#### Exercise brief
One number should be the full reply: how many lines of the material below contain "white".

#### Data extracts
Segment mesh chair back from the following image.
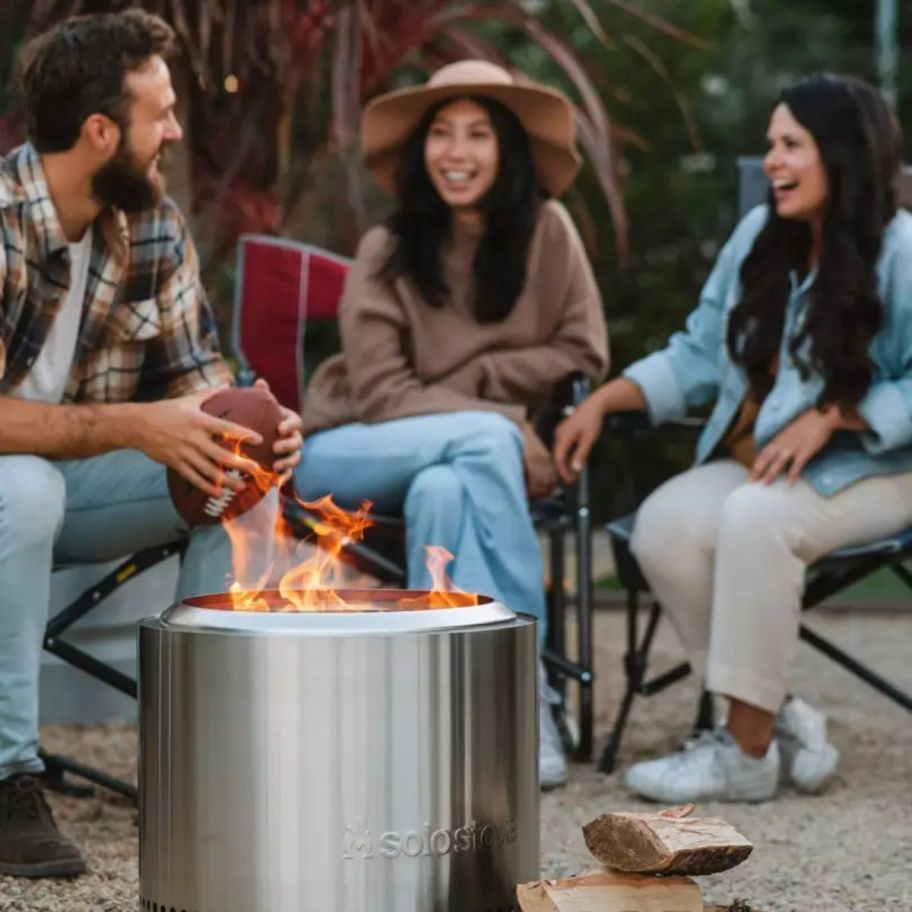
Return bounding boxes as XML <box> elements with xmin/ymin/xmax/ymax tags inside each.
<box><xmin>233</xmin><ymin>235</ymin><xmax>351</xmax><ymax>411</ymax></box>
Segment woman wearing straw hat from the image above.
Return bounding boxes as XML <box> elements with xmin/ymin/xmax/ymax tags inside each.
--
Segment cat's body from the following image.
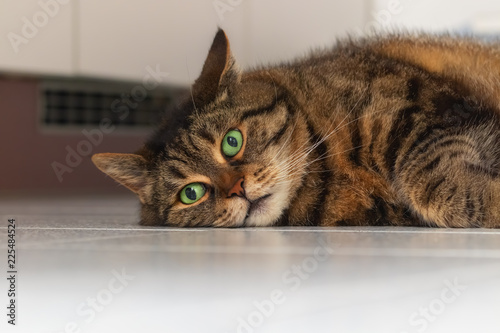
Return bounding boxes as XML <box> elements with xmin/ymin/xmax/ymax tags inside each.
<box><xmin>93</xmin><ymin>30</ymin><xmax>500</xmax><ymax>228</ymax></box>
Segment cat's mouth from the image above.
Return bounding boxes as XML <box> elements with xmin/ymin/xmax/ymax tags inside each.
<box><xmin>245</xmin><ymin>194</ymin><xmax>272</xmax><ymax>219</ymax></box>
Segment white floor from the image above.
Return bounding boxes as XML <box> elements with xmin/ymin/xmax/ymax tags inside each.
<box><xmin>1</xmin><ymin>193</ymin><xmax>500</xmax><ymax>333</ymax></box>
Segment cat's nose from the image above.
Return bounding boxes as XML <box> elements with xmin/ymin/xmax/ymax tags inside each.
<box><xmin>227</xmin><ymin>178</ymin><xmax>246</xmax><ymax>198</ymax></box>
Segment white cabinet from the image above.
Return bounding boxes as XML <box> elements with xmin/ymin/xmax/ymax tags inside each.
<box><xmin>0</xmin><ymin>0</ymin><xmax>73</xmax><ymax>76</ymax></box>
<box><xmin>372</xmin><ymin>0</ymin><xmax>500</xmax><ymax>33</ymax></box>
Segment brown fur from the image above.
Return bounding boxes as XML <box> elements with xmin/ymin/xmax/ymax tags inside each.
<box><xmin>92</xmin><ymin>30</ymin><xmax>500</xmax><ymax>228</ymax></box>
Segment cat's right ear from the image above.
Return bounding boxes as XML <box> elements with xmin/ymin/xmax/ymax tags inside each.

#### Output below
2